[Collected data]

============================================================

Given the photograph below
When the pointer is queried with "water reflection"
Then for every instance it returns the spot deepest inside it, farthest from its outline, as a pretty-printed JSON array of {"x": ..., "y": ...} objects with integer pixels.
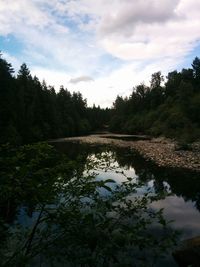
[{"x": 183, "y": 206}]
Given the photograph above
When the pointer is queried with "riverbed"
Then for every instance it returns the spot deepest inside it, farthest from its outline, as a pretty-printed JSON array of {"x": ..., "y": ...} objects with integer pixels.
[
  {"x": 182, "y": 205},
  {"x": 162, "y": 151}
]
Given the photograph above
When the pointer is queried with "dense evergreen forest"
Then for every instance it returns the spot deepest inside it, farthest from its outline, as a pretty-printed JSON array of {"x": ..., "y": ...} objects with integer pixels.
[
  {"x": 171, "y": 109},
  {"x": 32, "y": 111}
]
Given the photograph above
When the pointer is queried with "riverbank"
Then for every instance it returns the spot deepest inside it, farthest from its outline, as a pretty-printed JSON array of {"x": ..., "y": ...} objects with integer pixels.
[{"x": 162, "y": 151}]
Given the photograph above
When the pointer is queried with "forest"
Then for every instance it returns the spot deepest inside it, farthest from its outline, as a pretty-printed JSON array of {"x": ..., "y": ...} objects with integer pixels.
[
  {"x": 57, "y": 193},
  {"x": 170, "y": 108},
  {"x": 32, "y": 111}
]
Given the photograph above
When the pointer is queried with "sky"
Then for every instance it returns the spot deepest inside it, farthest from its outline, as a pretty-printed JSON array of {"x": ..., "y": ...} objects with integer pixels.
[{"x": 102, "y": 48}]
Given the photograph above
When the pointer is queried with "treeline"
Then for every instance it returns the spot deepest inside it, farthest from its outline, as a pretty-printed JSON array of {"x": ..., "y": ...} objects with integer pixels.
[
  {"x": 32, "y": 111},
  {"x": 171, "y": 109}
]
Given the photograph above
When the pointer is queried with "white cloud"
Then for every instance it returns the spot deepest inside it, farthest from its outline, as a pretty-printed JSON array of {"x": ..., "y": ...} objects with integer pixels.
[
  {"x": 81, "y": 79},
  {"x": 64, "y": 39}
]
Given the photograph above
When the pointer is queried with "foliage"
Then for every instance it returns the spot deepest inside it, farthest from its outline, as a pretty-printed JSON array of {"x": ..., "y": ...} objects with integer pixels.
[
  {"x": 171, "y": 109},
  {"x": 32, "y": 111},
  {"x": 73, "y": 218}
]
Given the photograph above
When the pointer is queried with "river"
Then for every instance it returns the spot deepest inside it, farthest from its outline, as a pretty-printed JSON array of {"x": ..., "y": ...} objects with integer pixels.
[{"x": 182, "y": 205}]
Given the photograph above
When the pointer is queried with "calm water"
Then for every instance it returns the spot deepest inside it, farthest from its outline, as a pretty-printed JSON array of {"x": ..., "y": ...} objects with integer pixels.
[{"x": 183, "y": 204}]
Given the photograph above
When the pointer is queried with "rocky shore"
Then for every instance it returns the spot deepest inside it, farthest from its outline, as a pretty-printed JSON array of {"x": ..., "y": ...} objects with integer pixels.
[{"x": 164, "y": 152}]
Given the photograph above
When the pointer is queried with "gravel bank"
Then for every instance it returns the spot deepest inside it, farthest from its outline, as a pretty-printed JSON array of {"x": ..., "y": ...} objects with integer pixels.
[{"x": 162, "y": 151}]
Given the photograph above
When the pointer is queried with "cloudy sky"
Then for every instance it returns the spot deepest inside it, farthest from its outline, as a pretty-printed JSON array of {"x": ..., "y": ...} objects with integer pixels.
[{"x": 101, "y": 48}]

============================================================

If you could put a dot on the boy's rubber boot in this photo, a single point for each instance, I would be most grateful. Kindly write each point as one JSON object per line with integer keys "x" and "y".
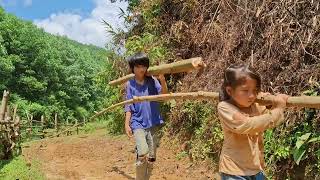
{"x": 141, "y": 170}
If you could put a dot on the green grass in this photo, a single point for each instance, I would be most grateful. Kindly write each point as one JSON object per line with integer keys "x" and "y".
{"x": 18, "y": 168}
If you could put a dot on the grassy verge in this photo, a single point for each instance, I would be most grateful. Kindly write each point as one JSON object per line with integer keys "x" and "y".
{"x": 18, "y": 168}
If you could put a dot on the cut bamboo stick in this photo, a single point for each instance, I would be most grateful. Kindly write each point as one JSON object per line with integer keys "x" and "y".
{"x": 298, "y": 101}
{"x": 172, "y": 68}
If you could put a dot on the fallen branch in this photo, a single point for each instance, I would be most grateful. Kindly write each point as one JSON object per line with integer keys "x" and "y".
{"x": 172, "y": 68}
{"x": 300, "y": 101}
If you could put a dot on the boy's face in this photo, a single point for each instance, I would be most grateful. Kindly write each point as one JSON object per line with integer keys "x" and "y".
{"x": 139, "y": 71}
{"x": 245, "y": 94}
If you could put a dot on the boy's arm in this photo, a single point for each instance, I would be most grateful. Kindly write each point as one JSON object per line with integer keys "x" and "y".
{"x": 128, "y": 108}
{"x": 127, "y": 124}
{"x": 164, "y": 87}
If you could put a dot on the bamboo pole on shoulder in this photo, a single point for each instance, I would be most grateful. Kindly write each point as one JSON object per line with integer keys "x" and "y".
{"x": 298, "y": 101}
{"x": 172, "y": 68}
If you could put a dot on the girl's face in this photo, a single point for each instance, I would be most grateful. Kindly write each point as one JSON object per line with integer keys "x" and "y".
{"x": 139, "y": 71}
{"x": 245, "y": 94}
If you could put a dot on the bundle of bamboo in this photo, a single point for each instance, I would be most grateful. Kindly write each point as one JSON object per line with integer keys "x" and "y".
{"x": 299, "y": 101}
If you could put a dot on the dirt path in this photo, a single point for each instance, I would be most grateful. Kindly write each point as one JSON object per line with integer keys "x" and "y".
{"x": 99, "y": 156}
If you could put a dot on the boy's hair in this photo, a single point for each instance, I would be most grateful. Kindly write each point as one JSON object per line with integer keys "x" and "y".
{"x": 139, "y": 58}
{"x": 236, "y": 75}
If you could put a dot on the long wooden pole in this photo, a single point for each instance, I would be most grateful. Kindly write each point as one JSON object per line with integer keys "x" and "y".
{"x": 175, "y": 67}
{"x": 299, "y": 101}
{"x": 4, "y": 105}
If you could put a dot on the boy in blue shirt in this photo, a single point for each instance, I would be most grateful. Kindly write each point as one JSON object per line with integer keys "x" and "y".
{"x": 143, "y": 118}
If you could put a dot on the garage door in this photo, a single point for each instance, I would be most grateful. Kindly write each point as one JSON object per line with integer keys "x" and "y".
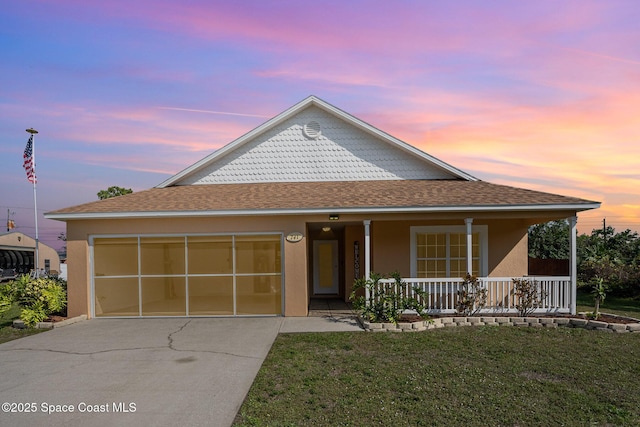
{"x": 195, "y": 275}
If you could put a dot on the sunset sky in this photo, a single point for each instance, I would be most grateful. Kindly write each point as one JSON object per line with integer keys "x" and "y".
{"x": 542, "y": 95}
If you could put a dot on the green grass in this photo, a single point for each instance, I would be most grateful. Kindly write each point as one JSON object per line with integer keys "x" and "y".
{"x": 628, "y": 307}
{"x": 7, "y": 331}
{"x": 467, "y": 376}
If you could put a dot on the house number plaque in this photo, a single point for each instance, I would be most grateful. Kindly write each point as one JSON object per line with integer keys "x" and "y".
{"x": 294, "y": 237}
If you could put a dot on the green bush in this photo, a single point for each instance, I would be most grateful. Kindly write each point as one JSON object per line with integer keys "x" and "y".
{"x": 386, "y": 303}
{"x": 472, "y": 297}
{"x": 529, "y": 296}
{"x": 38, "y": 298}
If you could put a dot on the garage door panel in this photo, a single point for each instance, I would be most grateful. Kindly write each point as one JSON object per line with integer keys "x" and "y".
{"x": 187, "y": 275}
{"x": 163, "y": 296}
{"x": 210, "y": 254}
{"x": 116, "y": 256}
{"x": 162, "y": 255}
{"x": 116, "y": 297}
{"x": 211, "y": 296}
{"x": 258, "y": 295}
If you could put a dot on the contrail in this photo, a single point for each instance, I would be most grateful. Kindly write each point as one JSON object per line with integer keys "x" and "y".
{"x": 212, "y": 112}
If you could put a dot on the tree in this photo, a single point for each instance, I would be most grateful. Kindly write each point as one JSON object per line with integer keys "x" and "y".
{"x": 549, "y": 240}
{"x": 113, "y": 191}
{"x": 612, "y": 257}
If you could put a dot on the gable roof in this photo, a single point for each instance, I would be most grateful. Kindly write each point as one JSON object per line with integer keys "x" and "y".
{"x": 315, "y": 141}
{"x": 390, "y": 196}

============================================================

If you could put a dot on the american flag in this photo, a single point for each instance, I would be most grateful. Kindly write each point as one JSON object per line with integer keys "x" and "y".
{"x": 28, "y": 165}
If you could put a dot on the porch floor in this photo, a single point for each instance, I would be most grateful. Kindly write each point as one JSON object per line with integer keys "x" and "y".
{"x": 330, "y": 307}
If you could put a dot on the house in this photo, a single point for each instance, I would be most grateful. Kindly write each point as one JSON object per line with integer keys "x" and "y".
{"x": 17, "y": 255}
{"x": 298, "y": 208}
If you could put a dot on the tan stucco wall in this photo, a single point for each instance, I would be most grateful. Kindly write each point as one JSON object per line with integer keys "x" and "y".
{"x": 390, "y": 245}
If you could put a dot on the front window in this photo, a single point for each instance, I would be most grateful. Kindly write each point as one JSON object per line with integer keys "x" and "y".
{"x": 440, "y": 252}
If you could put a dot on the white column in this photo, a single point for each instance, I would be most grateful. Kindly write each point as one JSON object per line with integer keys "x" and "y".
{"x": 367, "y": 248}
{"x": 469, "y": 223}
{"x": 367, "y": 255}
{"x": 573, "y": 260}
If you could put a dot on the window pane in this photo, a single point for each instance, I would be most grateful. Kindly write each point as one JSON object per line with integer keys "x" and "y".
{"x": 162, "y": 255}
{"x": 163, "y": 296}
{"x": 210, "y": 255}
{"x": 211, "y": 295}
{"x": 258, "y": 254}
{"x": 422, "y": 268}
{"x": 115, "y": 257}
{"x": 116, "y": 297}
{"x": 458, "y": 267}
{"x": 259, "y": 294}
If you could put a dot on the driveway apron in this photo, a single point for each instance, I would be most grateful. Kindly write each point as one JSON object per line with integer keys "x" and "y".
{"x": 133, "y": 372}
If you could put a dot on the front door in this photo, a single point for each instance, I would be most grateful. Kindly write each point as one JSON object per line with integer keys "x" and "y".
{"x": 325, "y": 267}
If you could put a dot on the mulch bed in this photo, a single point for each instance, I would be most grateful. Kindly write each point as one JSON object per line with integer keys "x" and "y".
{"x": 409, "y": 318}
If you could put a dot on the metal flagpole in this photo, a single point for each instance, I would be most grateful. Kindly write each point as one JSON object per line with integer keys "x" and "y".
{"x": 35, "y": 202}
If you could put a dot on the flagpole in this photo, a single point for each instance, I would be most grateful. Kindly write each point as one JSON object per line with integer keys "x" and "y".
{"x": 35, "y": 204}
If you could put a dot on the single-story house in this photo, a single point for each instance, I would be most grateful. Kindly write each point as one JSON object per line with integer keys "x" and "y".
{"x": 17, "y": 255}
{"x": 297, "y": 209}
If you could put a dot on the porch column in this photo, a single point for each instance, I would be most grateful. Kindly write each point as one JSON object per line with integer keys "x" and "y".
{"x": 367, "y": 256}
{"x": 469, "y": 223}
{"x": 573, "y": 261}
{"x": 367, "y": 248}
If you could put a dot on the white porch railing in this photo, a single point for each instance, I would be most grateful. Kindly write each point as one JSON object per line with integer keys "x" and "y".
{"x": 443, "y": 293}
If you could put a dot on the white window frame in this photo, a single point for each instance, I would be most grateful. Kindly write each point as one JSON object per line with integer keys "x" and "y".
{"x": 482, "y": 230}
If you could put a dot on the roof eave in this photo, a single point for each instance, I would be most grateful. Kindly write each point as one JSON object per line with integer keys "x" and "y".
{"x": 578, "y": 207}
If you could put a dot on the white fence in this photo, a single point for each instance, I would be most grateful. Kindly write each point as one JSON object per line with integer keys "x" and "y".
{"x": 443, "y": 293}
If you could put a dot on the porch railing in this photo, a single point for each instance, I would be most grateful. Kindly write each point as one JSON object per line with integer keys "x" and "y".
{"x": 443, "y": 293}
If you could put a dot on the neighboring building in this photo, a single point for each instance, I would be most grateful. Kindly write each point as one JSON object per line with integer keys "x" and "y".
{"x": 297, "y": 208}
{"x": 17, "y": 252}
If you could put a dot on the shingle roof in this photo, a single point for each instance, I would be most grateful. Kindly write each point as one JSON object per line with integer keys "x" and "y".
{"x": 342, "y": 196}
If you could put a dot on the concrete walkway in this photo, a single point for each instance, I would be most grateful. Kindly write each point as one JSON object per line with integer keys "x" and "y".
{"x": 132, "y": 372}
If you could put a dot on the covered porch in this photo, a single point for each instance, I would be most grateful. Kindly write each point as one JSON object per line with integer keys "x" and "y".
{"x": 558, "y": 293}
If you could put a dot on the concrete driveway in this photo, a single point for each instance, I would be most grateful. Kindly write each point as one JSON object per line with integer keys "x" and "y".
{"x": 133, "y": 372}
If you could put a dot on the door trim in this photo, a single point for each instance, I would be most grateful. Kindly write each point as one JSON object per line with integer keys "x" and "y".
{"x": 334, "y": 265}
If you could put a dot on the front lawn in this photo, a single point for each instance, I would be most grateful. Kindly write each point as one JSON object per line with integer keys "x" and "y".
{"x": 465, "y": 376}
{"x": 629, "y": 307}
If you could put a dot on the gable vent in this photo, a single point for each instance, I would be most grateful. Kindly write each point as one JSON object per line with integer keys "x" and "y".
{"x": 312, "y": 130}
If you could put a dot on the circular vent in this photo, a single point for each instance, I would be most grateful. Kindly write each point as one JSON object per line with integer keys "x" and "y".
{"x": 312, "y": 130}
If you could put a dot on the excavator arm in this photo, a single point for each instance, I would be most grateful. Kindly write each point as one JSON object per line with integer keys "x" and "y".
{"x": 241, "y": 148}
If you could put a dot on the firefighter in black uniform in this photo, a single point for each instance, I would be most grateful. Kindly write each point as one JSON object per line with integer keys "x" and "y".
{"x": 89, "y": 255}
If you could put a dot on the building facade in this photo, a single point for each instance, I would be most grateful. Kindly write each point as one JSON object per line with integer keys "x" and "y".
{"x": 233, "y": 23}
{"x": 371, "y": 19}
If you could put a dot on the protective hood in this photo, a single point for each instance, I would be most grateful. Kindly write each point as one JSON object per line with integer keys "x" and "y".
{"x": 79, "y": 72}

============================================================

Task prompt: Every line from the data above that contains "forest" must appear in the answer.

Task answer:
When the pointer is queried with "dense evergreen forest"
When the pointer is queried with "forest"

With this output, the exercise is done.